Extract provided —
** begin **

Tuesday, October 20, 2015

in search of the stock market bubble

So, (the sentence starts with "so" because this is a sort of ongoing discussion that's been going on here for years) I've been thinking about the overall market again.  Despite my telling people to ignore this and ignore that, I can't help it; sometimes I think about this stuff.  Well, it's OK to think about it as long as it doesn't lead to irrational decisions.

Anyway, as usual, there is a lot of talk of the market being insanely overvalued, median P/E's at post war records and all the usual.

I look at the charts and some are scary, but I still don't get the sense of a bubble.  I've seen the Japan bubble in 1989, the 2000 internet bubble and some others.  I see the Chinese bubble going on right now.  But I still don't really get the sense that the U.S. stock market is in a bubble.  Yes, there is a pocket of bubbliness, like in some parts of the tech sector (social networks, biotech etc.), but overall I just really don't see it.

I made a post just like this one two or threes years ago when people were saying the market is overvalued.  I looked up the P/E ratios of the Nifty Fifty stocks in 1972 to see what a real bubble looks like.

What is really interesting to me here is that the S&P 500 index P/E ratio at the time was 19.2x.  But look at the nifty fifty P/E ratios.  To me, this is what a bubble looks like.  These 'ordinary' companies were trading at higher P/E's than high growth social network stocks or fast casual restaurant chain today!

** end **

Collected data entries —

** begin **

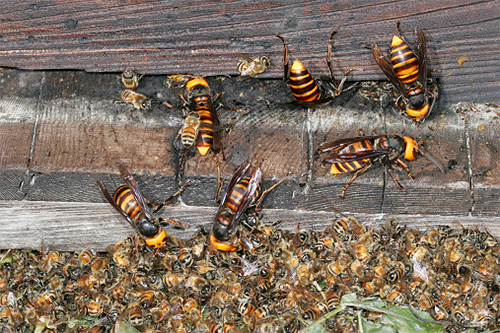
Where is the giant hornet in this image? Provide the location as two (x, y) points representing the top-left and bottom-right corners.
(97, 165), (187, 250)
(319, 134), (444, 199)
(210, 162), (284, 251)
(164, 76), (244, 199)
(276, 30), (362, 106)
(370, 21), (438, 123)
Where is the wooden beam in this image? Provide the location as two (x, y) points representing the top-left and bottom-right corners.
(0, 69), (500, 247)
(0, 0), (500, 102)
(0, 201), (500, 251)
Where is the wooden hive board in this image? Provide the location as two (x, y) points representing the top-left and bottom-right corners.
(0, 0), (500, 102)
(0, 69), (500, 250)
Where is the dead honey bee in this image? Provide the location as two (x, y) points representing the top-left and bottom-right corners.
(238, 55), (271, 76)
(120, 89), (151, 110)
(122, 66), (144, 90)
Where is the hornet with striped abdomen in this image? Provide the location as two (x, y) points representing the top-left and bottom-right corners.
(97, 165), (189, 250)
(319, 134), (443, 199)
(276, 30), (362, 106)
(210, 162), (284, 252)
(369, 21), (438, 123)
(164, 75), (245, 199)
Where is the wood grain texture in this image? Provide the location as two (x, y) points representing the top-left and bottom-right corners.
(0, 0), (500, 102)
(0, 69), (500, 249)
(0, 201), (500, 251)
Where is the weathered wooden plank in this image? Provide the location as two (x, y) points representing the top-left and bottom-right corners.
(0, 70), (500, 223)
(0, 201), (500, 251)
(0, 0), (500, 102)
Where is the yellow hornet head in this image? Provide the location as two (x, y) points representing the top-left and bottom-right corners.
(403, 136), (420, 161)
(186, 76), (209, 90)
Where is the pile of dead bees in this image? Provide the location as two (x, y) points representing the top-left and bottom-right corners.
(0, 218), (500, 332)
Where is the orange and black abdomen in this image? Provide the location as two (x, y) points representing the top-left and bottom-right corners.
(391, 36), (419, 84)
(330, 140), (374, 174)
(288, 60), (321, 103)
(226, 176), (262, 214)
(192, 95), (216, 156)
(113, 186), (141, 218)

** end **

Actions to take —
1/ In the blog post about the stock market bubble, what was the S&P 500 index P/E ratio in 1972?
2/ Continue the blog post about the stock market bubble from its last sentence.

Task results —
1/ 19.2x

2/
People say that the market is tremendously overvalued.  Is the market so overvalued that I would be comfortable with a massive short position?  I just imagine myself with a big short position to see how I would feel.  What do I need to make money?  What can go wrong?  Is there really a big margin of safety in terms of valuation; are things so overvalued that it's a no brainer to be short?  At this point, I would not be comfortable short at all.  Sure, earnings for everyone might be bloated due to QE-infinity and budget deficits.  There are other reasons to be bearish, but I just don't see it from a valuation point of view.  The market is certainly not cheap.  But it's not so expensive that it's a no-brainer short either.

I've been saying this sort of thing since 2011 when I first started this blog; that the market is fine.  But sooner or later the bull market will end.  The market will tank and people will go back and read these posts and have a good laugh.  I know that will happen for sure.  But that's OK.

I'm not trying to predict anything, nor am I saying that we won't have another bear market again.  The market will go down for sure, 50% or more.  There is no doubt about that at all.  But I don't know when that will happen.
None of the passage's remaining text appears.